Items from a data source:
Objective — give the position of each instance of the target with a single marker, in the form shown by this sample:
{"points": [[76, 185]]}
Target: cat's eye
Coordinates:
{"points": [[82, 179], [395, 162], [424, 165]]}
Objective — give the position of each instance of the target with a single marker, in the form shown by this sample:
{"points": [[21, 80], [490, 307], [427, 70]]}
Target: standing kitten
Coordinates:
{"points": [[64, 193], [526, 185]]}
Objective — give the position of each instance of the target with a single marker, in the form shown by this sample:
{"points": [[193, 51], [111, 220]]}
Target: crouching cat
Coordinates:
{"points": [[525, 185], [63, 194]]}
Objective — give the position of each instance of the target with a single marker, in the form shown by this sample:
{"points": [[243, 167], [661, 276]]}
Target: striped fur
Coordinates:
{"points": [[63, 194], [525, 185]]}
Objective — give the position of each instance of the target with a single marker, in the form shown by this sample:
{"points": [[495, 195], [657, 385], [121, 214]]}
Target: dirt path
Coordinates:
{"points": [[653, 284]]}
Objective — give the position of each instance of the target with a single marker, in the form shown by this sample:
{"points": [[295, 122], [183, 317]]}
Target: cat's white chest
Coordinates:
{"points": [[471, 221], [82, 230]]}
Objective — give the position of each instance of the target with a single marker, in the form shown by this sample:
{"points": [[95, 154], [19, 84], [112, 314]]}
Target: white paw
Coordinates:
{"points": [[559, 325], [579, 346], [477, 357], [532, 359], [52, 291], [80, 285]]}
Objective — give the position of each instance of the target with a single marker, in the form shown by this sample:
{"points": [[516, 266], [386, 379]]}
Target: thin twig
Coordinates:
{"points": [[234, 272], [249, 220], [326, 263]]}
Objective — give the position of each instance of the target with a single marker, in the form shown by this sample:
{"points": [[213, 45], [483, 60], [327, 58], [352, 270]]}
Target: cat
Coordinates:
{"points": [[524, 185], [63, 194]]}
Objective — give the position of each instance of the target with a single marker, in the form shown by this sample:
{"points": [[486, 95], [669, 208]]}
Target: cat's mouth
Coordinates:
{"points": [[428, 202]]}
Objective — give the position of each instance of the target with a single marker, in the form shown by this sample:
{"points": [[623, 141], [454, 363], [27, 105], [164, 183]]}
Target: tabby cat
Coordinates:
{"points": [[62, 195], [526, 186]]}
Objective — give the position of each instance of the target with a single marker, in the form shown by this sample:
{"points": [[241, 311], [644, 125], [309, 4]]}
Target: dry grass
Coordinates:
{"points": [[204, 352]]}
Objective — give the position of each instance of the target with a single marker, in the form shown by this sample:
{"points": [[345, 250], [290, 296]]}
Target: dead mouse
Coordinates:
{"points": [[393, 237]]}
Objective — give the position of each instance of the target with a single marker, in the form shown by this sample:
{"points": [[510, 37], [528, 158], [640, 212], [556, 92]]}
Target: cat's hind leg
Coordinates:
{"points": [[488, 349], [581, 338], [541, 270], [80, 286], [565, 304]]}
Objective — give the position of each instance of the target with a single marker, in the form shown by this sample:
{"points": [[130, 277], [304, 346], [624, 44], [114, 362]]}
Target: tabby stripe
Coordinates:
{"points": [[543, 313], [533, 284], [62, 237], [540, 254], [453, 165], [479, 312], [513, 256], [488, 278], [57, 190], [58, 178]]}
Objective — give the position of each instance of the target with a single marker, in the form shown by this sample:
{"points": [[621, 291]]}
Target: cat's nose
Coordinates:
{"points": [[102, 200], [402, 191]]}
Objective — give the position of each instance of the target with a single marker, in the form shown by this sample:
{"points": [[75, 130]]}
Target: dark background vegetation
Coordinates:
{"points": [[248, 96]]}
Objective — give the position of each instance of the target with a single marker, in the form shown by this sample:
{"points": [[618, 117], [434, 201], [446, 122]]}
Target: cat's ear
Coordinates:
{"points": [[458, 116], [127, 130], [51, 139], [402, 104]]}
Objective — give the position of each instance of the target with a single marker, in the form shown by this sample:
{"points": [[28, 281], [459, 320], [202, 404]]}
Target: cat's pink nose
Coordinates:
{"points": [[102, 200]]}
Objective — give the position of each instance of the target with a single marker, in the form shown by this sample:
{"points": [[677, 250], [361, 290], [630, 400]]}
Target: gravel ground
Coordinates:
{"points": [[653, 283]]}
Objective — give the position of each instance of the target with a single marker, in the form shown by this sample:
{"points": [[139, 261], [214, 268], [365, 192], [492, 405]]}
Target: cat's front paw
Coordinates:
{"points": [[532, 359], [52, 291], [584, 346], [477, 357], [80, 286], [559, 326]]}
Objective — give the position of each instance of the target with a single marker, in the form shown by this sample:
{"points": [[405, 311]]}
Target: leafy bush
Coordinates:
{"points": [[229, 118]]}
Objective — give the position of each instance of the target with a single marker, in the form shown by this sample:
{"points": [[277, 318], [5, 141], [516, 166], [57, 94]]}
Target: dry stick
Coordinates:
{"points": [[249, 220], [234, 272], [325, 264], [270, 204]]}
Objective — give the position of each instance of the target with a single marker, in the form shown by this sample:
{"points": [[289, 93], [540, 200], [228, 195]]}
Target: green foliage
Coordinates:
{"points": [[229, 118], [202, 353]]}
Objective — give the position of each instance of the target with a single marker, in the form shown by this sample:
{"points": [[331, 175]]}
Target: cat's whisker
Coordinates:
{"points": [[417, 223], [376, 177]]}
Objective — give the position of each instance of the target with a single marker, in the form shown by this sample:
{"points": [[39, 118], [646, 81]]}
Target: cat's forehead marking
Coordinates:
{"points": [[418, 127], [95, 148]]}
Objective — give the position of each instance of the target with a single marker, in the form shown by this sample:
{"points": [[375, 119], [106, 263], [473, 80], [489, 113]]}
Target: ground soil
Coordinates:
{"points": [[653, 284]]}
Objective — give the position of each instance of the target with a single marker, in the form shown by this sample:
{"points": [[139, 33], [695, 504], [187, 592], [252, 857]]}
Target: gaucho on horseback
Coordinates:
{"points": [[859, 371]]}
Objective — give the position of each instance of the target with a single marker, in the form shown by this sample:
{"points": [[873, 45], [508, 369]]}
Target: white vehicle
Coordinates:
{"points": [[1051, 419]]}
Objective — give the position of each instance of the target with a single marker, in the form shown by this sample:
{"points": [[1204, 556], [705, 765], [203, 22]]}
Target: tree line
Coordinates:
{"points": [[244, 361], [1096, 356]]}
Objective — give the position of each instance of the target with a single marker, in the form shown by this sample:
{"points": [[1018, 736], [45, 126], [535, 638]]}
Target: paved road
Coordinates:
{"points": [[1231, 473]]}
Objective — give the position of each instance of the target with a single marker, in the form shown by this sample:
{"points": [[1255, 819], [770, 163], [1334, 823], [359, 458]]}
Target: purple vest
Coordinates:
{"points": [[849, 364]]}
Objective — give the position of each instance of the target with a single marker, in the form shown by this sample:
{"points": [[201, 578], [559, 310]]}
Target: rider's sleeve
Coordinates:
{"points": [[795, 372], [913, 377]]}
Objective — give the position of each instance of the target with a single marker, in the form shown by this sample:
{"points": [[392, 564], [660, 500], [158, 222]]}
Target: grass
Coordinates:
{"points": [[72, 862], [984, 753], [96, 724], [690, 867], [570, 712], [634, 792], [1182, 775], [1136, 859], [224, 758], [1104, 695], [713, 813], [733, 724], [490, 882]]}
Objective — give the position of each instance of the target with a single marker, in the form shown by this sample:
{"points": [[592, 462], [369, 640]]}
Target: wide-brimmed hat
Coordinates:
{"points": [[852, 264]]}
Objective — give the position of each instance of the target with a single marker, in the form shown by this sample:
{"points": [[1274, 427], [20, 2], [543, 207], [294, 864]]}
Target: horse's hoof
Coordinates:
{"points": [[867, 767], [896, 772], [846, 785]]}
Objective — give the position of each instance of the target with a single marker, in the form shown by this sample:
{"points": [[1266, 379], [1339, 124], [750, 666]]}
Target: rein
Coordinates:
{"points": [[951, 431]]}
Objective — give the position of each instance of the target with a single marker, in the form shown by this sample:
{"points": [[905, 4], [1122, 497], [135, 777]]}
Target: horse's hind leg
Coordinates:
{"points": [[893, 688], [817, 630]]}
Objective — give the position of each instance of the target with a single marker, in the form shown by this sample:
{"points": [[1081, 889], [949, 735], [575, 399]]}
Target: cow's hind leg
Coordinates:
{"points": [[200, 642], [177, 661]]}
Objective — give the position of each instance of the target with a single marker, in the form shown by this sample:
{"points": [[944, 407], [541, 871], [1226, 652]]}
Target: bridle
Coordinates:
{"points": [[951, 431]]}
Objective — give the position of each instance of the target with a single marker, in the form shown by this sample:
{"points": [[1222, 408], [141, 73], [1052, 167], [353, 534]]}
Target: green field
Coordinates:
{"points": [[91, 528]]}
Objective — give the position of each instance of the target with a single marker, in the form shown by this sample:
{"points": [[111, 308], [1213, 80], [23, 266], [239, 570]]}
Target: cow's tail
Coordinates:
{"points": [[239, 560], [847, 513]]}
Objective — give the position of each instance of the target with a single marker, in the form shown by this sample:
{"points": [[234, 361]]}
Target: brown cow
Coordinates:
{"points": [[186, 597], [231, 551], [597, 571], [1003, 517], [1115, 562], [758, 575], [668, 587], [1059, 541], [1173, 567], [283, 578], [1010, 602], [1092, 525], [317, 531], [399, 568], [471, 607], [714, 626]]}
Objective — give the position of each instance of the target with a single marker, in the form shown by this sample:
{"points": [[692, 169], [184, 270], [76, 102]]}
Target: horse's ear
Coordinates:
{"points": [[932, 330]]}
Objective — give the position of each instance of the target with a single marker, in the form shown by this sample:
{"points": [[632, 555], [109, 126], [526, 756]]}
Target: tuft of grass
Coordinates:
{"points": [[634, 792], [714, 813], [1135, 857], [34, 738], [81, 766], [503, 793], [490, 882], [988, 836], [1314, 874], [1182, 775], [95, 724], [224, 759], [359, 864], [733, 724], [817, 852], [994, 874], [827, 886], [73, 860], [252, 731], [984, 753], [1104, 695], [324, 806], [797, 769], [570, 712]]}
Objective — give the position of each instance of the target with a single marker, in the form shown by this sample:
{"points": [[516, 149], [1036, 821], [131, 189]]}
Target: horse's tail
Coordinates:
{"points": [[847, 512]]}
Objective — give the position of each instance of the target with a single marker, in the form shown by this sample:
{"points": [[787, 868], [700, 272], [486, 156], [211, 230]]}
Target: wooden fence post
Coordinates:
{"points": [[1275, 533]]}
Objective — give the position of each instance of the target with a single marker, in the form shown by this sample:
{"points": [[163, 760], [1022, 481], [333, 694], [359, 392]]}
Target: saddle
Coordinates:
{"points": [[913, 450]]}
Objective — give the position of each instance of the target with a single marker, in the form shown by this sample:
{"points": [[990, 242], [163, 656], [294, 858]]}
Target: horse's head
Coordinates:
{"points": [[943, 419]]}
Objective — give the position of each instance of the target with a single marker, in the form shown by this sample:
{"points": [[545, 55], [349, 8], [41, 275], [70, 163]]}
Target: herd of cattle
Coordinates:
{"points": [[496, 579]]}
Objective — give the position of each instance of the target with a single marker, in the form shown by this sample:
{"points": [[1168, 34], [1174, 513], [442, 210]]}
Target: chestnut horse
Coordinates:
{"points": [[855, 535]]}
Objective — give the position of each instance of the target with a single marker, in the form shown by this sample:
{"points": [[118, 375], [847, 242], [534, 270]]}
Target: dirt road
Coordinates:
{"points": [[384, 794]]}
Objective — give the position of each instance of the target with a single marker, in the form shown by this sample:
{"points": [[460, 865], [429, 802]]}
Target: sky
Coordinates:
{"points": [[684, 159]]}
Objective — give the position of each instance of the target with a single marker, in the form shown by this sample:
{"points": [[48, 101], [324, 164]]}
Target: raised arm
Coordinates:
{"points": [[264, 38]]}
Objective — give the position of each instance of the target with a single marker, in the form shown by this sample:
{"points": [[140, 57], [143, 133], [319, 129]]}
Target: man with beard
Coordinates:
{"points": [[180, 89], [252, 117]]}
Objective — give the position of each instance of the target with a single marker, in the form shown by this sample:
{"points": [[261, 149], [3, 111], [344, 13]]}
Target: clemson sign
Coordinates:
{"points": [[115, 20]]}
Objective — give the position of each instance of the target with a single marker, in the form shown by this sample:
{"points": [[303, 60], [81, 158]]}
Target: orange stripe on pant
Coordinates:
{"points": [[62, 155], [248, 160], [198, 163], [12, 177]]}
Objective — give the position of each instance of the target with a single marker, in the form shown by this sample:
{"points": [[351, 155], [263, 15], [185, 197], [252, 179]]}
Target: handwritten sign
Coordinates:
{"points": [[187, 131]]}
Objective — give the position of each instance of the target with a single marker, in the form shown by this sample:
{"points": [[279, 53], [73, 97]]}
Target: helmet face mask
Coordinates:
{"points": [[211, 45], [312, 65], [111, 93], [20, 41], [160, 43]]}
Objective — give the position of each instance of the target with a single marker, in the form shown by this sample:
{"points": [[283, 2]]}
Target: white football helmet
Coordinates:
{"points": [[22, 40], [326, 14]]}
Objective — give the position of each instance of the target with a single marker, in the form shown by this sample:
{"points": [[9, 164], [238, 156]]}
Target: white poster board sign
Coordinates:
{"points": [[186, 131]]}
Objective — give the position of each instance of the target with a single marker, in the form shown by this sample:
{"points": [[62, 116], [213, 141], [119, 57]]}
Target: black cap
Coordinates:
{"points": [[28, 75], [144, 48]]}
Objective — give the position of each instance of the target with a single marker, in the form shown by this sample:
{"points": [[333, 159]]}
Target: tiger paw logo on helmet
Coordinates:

→ **PROBLEM STATEMENT**:
Considering only the records above, state the number of lines that include the word "sign", with nothing added.

→ **ANSWER BOX**:
3